**What is expected:** Please copy the items below word for word, from the first one up to and including the line with "[94,89,198,163]". Leave the pictures out of your copy.

—————

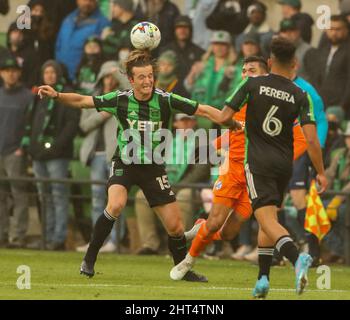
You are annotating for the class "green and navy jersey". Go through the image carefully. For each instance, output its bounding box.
[226,74,315,177]
[93,89,198,164]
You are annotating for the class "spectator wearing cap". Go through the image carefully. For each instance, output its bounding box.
[21,60,80,250]
[146,0,180,52]
[77,61,129,252]
[279,19,319,81]
[339,0,350,23]
[278,0,314,43]
[206,0,255,38]
[185,31,237,129]
[236,1,274,57]
[7,23,41,88]
[314,15,350,119]
[185,0,219,51]
[55,0,109,80]
[155,50,189,97]
[135,113,210,255]
[101,0,139,59]
[76,36,104,95]
[163,16,205,83]
[0,57,33,247]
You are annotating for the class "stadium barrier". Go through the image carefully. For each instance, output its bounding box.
[0,177,350,265]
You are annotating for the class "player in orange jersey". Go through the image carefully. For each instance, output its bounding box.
[170,56,307,280]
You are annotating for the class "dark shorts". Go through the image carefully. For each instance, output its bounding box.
[245,166,291,211]
[289,152,313,190]
[107,160,176,208]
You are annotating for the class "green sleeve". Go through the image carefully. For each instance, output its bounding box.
[299,93,316,126]
[169,93,198,116]
[93,91,119,115]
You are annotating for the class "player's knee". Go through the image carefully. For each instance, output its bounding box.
[106,201,125,218]
[206,219,222,233]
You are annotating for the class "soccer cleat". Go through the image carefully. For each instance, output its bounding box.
[185,219,206,241]
[182,270,208,282]
[170,254,195,281]
[80,260,95,278]
[253,276,270,299]
[295,253,312,295]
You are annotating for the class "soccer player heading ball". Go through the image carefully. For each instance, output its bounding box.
[38,50,241,282]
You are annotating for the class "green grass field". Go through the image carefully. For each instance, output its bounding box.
[0,250,350,300]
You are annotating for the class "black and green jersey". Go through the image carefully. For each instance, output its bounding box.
[226,74,315,177]
[94,89,198,163]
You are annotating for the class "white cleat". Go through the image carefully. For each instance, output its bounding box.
[170,253,195,281]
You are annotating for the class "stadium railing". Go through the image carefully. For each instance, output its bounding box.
[0,177,350,265]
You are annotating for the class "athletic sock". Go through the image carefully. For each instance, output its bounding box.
[168,235,187,265]
[190,222,214,257]
[275,236,299,266]
[258,247,275,280]
[84,210,116,263]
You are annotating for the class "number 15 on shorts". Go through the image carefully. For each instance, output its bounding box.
[156,175,170,190]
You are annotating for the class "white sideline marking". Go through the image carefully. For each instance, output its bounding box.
[0,282,350,293]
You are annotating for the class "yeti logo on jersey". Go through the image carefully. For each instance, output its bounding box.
[260,86,295,104]
[215,180,222,190]
[126,119,163,131]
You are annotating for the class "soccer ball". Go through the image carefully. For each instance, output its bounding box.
[130,22,161,50]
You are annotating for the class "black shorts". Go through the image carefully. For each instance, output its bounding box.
[245,165,291,211]
[289,152,312,190]
[107,160,176,208]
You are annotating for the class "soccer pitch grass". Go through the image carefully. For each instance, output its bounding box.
[0,250,350,300]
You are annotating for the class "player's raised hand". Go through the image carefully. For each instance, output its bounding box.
[38,86,58,99]
[316,174,328,194]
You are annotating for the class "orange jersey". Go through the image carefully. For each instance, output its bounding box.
[214,105,307,166]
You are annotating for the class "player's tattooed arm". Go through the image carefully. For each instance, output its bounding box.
[38,86,95,109]
[195,104,242,130]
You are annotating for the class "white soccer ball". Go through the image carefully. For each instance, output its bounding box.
[130,21,161,50]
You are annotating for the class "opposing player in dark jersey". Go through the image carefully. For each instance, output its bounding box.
[39,50,240,282]
[172,38,327,298]
[223,38,327,298]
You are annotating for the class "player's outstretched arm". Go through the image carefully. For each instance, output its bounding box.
[303,124,328,193]
[195,104,241,130]
[38,86,95,109]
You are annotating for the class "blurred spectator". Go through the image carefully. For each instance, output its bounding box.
[206,0,254,37]
[324,124,350,263]
[7,23,41,88]
[56,0,109,80]
[163,16,205,83]
[22,60,80,250]
[279,19,319,80]
[0,0,10,15]
[28,0,77,35]
[339,0,350,23]
[24,0,56,66]
[155,50,189,97]
[76,36,103,95]
[315,16,350,119]
[0,58,32,247]
[236,1,274,57]
[278,0,314,43]
[102,0,139,59]
[185,0,219,51]
[135,113,210,255]
[324,107,345,168]
[146,0,180,47]
[185,31,236,129]
[77,61,127,252]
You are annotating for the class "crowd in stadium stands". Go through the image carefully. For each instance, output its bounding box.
[0,0,350,264]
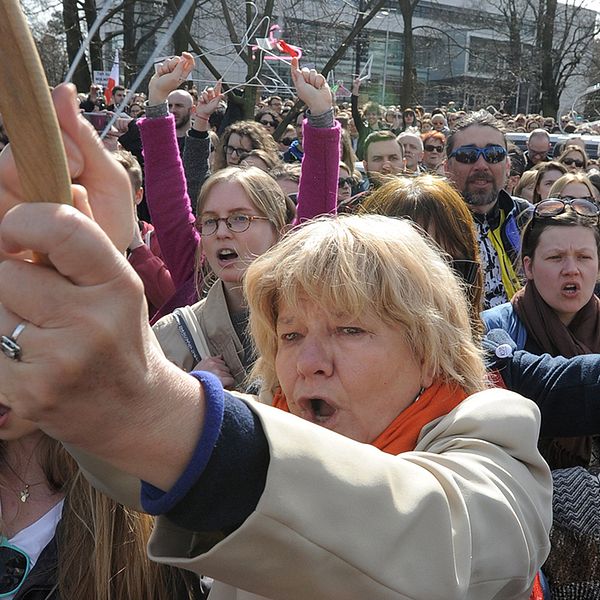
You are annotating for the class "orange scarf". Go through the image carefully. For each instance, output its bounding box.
[273,381,467,454]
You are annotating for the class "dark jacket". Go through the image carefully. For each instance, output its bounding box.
[483,329,600,437]
[473,190,532,306]
[14,536,60,600]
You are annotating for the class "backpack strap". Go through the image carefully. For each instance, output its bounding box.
[173,306,211,363]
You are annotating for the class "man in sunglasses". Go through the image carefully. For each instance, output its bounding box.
[524,129,552,171]
[445,111,531,308]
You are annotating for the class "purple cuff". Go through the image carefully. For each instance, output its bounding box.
[141,371,224,515]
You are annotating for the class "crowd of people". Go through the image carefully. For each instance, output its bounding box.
[0,53,600,600]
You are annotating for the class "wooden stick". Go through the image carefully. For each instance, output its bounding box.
[0,0,73,204]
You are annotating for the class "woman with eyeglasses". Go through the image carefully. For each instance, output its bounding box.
[558,145,588,173]
[140,53,340,320]
[142,54,340,390]
[482,189,600,468]
[0,204,551,600]
[548,173,599,202]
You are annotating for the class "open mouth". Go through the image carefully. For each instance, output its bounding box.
[309,398,337,423]
[217,248,238,262]
[562,283,579,295]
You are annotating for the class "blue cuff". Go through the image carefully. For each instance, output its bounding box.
[141,371,224,515]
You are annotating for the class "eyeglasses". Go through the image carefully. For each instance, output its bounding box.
[200,215,269,235]
[529,148,548,157]
[533,198,600,221]
[225,145,248,157]
[450,259,479,285]
[562,158,583,169]
[448,146,506,165]
[0,538,31,598]
[338,177,354,187]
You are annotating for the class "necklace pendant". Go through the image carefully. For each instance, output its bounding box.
[19,484,30,503]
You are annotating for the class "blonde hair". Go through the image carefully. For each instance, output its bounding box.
[361,176,483,339]
[245,215,485,393]
[0,436,197,600]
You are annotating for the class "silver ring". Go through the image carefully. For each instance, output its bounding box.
[0,321,27,362]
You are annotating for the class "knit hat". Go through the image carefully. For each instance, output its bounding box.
[543,467,600,600]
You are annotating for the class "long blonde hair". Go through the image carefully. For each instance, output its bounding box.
[245,215,486,393]
[0,436,194,600]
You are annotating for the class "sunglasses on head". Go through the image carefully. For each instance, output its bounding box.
[533,197,600,221]
[0,538,31,598]
[423,144,444,154]
[562,158,583,169]
[448,145,507,165]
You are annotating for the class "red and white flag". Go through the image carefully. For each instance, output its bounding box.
[104,50,119,106]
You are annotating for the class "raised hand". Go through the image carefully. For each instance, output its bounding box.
[148,52,194,105]
[292,58,333,115]
[192,81,223,131]
[0,84,132,251]
[194,356,235,389]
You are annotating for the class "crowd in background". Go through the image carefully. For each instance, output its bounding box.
[0,55,600,600]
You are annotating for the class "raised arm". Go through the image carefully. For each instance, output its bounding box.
[138,53,200,288]
[292,58,341,223]
[183,81,223,213]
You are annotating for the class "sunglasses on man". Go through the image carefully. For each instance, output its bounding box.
[448,145,507,165]
[562,158,583,169]
[0,538,31,598]
[423,144,444,154]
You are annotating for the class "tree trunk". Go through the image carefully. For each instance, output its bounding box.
[63,0,92,92]
[83,0,104,71]
[121,0,138,87]
[540,0,559,115]
[398,0,418,108]
[173,0,196,54]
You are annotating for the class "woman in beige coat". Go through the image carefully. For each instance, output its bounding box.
[0,84,550,600]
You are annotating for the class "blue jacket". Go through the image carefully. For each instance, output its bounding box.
[481,302,527,350]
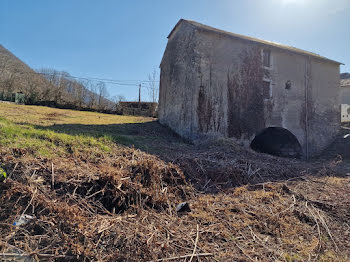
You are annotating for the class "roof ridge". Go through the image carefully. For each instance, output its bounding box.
[168,18,343,64]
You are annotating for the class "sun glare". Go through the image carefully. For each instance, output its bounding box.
[282,0,307,5]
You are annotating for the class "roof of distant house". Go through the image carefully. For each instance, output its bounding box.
[168,19,343,64]
[340,79,350,86]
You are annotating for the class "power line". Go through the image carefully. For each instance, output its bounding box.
[10,71,159,87]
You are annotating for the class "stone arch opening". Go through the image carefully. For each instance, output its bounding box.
[250,127,302,158]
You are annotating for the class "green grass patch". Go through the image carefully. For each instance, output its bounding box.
[0,118,113,157]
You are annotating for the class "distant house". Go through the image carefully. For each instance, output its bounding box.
[158,19,341,156]
[340,78,350,122]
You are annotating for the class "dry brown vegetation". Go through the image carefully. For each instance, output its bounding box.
[0,105,350,261]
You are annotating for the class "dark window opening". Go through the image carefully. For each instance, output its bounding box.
[286,80,292,90]
[250,127,302,158]
[262,81,271,99]
[262,49,271,67]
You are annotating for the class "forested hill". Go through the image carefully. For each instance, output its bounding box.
[0,45,115,110]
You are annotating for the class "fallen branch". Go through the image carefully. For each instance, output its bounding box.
[149,253,214,262]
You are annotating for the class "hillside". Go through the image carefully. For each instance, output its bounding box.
[0,103,350,261]
[0,45,115,111]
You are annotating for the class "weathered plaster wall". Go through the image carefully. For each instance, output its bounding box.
[159,23,340,157]
[158,24,197,137]
[340,85,350,105]
[265,49,306,153]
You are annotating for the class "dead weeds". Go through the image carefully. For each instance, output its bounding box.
[0,142,350,261]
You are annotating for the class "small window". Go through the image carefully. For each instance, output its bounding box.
[262,49,271,67]
[262,81,271,99]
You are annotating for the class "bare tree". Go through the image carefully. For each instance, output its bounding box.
[147,69,159,102]
[96,82,109,110]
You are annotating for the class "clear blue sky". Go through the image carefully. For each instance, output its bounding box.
[0,0,350,99]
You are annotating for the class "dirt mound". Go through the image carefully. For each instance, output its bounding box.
[0,141,350,261]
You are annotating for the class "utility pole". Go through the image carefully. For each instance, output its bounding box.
[139,84,141,103]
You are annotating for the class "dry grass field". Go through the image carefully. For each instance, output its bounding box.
[0,104,350,262]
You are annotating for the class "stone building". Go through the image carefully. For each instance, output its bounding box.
[158,19,340,156]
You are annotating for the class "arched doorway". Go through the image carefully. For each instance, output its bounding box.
[250,127,302,158]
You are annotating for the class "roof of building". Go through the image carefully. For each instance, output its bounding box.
[340,79,350,86]
[168,19,343,64]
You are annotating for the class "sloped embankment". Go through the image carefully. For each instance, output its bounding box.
[0,110,350,261]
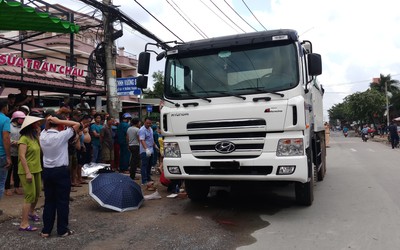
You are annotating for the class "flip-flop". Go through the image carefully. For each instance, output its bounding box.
[28,214,40,222]
[18,225,38,232]
[59,229,75,237]
[39,232,50,239]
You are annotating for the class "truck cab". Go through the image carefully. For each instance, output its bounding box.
[139,30,325,205]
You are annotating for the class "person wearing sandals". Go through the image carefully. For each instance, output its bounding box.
[5,111,26,196]
[40,115,82,238]
[18,116,43,232]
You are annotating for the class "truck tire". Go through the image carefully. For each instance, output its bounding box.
[185,180,210,201]
[295,148,314,206]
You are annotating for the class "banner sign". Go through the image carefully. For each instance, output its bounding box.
[0,54,84,77]
[117,77,141,96]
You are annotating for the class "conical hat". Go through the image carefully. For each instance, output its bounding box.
[21,115,44,130]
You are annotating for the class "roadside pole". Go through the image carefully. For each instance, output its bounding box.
[103,0,121,119]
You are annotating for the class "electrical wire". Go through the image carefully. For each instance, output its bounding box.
[135,0,184,43]
[224,0,258,31]
[210,0,246,33]
[166,0,208,38]
[200,0,239,33]
[242,0,267,30]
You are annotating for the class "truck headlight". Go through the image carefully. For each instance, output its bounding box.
[164,142,181,158]
[276,138,304,156]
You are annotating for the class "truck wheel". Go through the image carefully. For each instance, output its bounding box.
[185,180,210,201]
[295,149,314,206]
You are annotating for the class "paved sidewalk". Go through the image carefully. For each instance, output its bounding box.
[0,179,90,222]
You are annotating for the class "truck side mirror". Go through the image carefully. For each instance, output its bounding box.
[307,53,322,76]
[138,52,150,74]
[136,75,148,89]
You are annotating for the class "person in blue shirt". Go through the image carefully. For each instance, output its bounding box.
[117,113,132,174]
[0,101,11,215]
[343,126,349,137]
[90,114,103,163]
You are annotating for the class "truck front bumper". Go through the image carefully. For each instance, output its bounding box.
[163,152,309,183]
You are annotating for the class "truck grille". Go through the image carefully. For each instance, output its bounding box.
[183,166,272,175]
[187,119,267,159]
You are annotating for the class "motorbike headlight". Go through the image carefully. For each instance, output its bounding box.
[164,142,181,158]
[276,138,304,156]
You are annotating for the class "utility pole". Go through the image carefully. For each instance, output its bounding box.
[385,81,390,126]
[103,0,121,119]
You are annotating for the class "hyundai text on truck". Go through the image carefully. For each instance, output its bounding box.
[137,29,326,206]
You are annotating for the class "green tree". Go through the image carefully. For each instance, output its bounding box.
[328,102,350,125]
[369,74,400,97]
[345,89,385,124]
[144,70,164,98]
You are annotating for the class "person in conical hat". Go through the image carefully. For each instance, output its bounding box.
[18,115,44,232]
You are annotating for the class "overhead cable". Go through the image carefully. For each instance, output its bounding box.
[210,0,246,33]
[166,0,208,38]
[242,0,267,30]
[135,0,184,43]
[224,0,258,31]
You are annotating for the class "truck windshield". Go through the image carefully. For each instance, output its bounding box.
[164,43,299,99]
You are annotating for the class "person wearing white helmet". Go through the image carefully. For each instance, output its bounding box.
[19,105,31,115]
[117,113,132,174]
[4,111,25,196]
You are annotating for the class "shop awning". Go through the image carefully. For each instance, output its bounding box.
[0,0,79,33]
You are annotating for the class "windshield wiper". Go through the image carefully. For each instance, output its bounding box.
[235,87,285,97]
[208,90,246,100]
[187,92,211,102]
[157,96,181,107]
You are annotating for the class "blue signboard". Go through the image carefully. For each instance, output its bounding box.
[117,77,142,96]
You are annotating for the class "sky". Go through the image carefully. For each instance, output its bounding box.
[47,0,400,120]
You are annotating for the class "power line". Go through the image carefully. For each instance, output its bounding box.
[171,0,208,38]
[135,0,184,43]
[242,0,267,30]
[166,0,208,38]
[200,0,239,33]
[224,0,258,31]
[210,0,246,33]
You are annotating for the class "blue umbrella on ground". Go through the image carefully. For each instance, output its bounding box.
[89,173,144,212]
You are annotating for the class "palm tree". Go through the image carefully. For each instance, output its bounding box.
[369,74,400,123]
[369,74,400,97]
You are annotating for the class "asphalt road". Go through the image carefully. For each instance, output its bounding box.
[0,134,400,250]
[239,133,400,250]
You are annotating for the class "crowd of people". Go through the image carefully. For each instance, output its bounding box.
[0,89,171,238]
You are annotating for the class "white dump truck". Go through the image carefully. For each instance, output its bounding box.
[137,29,326,206]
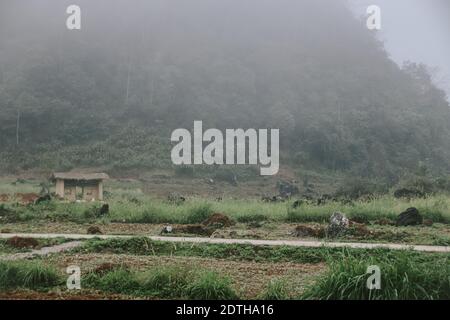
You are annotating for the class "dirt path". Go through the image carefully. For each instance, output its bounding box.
[0,241,83,261]
[0,233,450,253]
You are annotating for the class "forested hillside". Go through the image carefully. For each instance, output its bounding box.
[0,0,450,178]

—————

**Exercise output:**
You are annotating for the class "green and navy jersey". Go through the image carefully. For each instance, output its bounding box.
[226,74,315,177]
[93,89,198,164]
You are annotating for the class "spectator wearing cap". Go through the image carefully. For each instance, output its bounding box.
[21,60,80,250]
[146,0,180,52]
[77,61,129,252]
[279,19,319,81]
[339,0,350,23]
[278,0,314,43]
[206,0,255,38]
[185,31,237,129]
[236,1,274,57]
[7,23,41,88]
[314,15,350,119]
[185,0,219,51]
[55,0,109,80]
[155,50,189,97]
[135,113,210,255]
[101,0,139,59]
[76,36,104,95]
[163,16,205,83]
[0,57,33,247]
You are annotating for the class "stadium barrier". Go through the image carefully. For each instance, output its bounding box.
[0,177,350,265]
You are annotating for the class "player in orange jersey". Go through the image carefully. For each instance, output its bounding box.
[170,56,307,280]
You are annotating for the class "dark shorts". Go through the image carefully. For each instance, output its bounding box.
[245,166,291,211]
[289,152,313,190]
[107,160,176,208]
You are annotating for the class "green sleeve". Go through the image carefully. For each instance, output its bounding box.
[299,93,316,126]
[169,93,198,116]
[93,91,119,115]
You are annotating for the class "player's knee". Go through the image carefully. For each instance, output its bounding box.
[106,201,125,218]
[206,219,222,233]
You are annotating for the class "soccer cleat". Go through the image carefully. For each instance, output its bounding box.
[185,219,206,241]
[182,270,208,282]
[170,254,195,281]
[80,260,95,278]
[253,276,270,299]
[295,253,312,295]
You are annotating for the class "soccer player heading ball". Go through the image carefully. For each instance, output its bounding box.
[38,50,241,282]
You are annotating for the class "green grass field". Go through the image carefully. For each instance, output its bounding box.
[0,250,350,300]
You are annotating for the class "black and green jersey". Go through the image carefully. For each instance, output its bounding box.
[226,74,315,177]
[94,89,198,163]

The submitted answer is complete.